» Aim of the exercise
Which lines in the records below contain the word "marching"? Return each of them.

[Opening Data provided section]

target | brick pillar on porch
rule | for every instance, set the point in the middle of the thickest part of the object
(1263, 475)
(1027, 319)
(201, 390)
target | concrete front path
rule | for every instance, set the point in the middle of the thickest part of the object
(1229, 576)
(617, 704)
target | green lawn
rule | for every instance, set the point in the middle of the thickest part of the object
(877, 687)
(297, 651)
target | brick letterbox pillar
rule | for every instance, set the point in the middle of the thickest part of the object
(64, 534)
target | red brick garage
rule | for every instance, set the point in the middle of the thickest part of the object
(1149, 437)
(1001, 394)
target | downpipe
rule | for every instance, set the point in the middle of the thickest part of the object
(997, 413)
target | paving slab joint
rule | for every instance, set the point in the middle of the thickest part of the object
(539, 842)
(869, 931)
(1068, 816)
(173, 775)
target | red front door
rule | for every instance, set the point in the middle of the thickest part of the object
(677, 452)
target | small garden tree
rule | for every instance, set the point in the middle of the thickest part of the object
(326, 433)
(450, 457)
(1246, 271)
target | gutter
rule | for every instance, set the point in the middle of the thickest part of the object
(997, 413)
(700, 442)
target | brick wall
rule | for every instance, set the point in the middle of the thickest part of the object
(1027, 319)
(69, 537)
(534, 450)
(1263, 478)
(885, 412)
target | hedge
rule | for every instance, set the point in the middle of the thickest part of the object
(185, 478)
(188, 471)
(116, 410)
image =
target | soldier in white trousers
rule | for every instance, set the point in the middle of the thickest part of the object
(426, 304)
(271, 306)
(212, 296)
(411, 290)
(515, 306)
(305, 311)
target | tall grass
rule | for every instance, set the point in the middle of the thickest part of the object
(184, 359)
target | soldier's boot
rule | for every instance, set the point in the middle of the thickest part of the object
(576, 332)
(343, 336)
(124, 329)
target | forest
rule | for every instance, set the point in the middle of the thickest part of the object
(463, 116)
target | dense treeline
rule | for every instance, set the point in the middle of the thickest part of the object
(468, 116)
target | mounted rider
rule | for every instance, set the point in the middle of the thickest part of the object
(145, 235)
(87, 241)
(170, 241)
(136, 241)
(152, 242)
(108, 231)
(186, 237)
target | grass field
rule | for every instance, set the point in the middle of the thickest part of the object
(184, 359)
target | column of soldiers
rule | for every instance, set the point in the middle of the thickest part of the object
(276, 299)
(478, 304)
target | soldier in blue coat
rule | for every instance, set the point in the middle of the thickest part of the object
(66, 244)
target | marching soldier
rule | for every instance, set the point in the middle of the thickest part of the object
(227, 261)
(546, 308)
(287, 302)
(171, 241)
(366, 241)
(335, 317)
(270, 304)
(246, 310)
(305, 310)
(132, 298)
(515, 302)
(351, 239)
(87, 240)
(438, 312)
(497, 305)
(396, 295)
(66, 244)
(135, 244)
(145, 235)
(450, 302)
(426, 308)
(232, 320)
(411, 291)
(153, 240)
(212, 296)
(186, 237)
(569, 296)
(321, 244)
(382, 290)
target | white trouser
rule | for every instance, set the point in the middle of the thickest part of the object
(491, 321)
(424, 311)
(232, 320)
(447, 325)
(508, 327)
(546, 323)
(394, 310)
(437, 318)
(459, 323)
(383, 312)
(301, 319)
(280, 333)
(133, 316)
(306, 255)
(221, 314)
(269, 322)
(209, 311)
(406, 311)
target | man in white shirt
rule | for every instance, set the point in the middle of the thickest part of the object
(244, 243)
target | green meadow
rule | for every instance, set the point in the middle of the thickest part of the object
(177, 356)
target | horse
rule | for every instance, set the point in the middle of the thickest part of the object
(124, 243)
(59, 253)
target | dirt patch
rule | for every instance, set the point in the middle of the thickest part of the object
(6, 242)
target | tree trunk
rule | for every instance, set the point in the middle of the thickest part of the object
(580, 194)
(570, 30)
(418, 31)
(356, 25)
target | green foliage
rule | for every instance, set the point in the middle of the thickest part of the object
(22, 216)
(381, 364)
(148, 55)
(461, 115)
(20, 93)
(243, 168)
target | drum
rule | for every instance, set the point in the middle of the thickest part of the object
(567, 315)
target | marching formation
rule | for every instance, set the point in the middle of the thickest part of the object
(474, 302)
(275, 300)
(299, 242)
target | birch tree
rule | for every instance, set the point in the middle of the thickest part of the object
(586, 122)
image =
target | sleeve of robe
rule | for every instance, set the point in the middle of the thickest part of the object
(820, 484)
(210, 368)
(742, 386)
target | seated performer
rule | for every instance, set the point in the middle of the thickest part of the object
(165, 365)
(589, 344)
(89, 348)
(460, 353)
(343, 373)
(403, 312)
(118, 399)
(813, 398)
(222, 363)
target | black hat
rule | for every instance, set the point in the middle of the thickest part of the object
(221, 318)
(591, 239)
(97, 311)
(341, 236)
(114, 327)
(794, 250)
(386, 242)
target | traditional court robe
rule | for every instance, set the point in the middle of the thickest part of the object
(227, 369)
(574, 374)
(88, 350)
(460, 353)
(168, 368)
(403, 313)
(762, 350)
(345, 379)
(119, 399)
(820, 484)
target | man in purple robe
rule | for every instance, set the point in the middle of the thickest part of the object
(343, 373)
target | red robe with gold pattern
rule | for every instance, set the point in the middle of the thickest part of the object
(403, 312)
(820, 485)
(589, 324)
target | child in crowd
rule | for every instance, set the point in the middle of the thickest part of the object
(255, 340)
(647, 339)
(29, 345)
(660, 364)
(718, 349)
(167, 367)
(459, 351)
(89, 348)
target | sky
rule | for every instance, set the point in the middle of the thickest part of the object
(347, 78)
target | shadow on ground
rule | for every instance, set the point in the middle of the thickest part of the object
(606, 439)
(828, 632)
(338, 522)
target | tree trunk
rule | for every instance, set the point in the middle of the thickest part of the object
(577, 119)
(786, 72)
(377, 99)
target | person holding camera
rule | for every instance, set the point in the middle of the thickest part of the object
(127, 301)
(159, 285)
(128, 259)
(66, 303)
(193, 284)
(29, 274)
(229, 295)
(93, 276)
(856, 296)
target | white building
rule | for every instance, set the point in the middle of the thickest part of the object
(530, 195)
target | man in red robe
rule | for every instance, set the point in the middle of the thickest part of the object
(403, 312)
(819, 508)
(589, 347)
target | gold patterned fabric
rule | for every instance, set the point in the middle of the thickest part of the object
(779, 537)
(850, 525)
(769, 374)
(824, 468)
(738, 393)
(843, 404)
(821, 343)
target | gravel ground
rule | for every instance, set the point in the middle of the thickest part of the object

[Closing Data provided section]

» Written solution
target | marching soldier
target | marching formation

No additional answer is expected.